→ **Brano estratto**:

SCIENZA E RICERCA

Un Archivio della Terra: costruire la memoria per il futuro

Quando la nave Argo, alla fine del lungo viaggio di Teseo, torna in porto, sembra immutata rispetto al momento della costruzione; eppure, nessuno dei pezzi che la compongono è originale. È un paradosso: riconosciamo la nave come identica a sé stessa, nonostante le sue componenti siano completamente diverse rispetto a quelle che formavano la nave ‘originale’. È noto, in filosofia, come il paradosso dell’identità, e coinvolge ognuno di noi. Nessuno, infatti, nel corso della vita rimane uguale a sé stesso: le nostre cellule muoiono e vengono sostituite continuamente, e la nostra stessa personalità muta con il passare del tempo; eppure, noi percepiamo distintamente il permanere della nostra identità personale. Come è possibile?

Tra le tante potenziali risposte a questo dilemma, potremmo indicarne una: la memoria. È la memoria del nostro passato, della nostra storia, a confermare che, nonostante tutti i cambiamenti, la nostra identità è preservata. È grazie alla memoria, dunque, che possiamo riconoscerci, e riconoscere le entità attorno a noi, come unitarie e continue nel tempo.

E, a ben guardare, quel che vale a livello personale funziona anche sul piano collettivo: anche le culture, infatti, sono dinamiche e mutevoli, e ciò che garantisce il legame tra quel che è stato e quel che sarà è proprio la conoscenza e il ricordo, tramandato, del passato.

I cambiamenti ambientali a cui oggi assistiamo si stanno verificando a un ritmo temporale e su una scala spaziale inediti: secondo alcuni, sono mutamenti troppo ampi e troppo veloci perché le culture riescano a tenere il passo, adattandosi ad essi e sopravvivendo, seppure sotto nuove forme.

La sfida a cui la generazione presente e, soprattutto, quelle dell’immediato futuro sono chiamate è senza dubbio complessa. Si tratta di preservare la memoria collettiva dal rischio di un oblio causato dalla rapida sparizione delle realtà naturali e dei complessi culturali ad esse legate da una lunga coevoluzione. Il valore di tale memoria è altissimo: solo consegnando questo testimone alle future generazioni, infatti, esse saranno in grado non solo di conoscere le proprie radici, ma anche di comprendere l’entità del cambiamento e, di conseguenza, potranno sviluppare gli strumenti per affrontarlo.

→ **Informazioni mostrate**:
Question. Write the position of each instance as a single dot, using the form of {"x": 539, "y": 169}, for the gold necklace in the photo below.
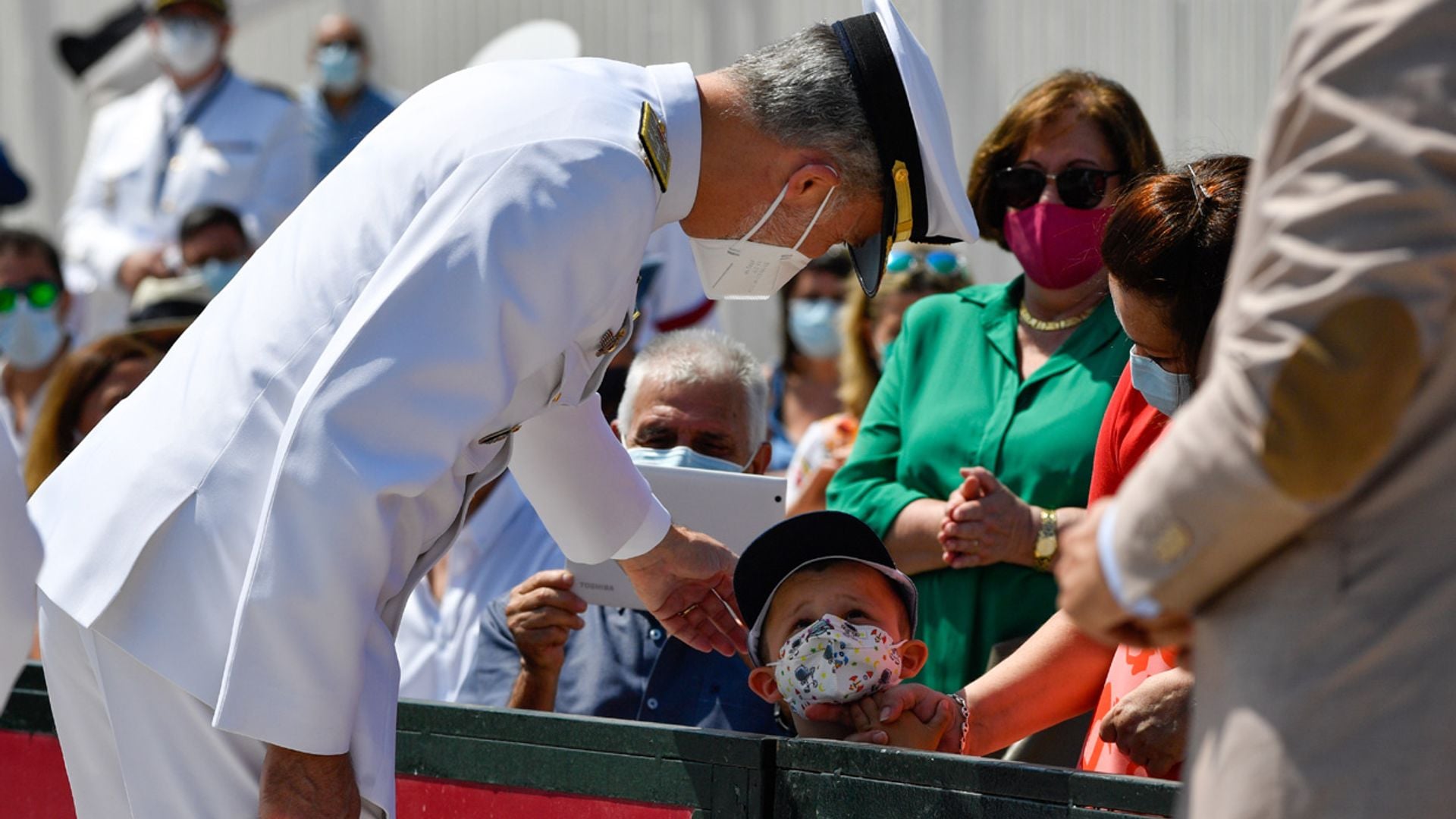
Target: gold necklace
{"x": 1055, "y": 325}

→ **Esercizi**:
#1 Nel brano sull'Archivio della Terra, con quale nome è noto in filosofia il paradosso della nave di Teseo?
#2 Riporta dal brano sull'Archivio della Terra il testo che va da "I cambiamenti ambientali" a "sotto nuove forme.".

→ **Risultati finali**:
#1 Il paradosso dell'identità.

#2
I cambiamenti ambientali a cui oggi assistiamo si stanno verificando a un ritmo temporale e su una scala spaziale inediti: secondo alcuni, sono mutamenti troppo ampi e troppo veloci perché le culture riescano a tenere il passo, adattandosi ad essi e sopravvivendo, seppure sotto nuove forme.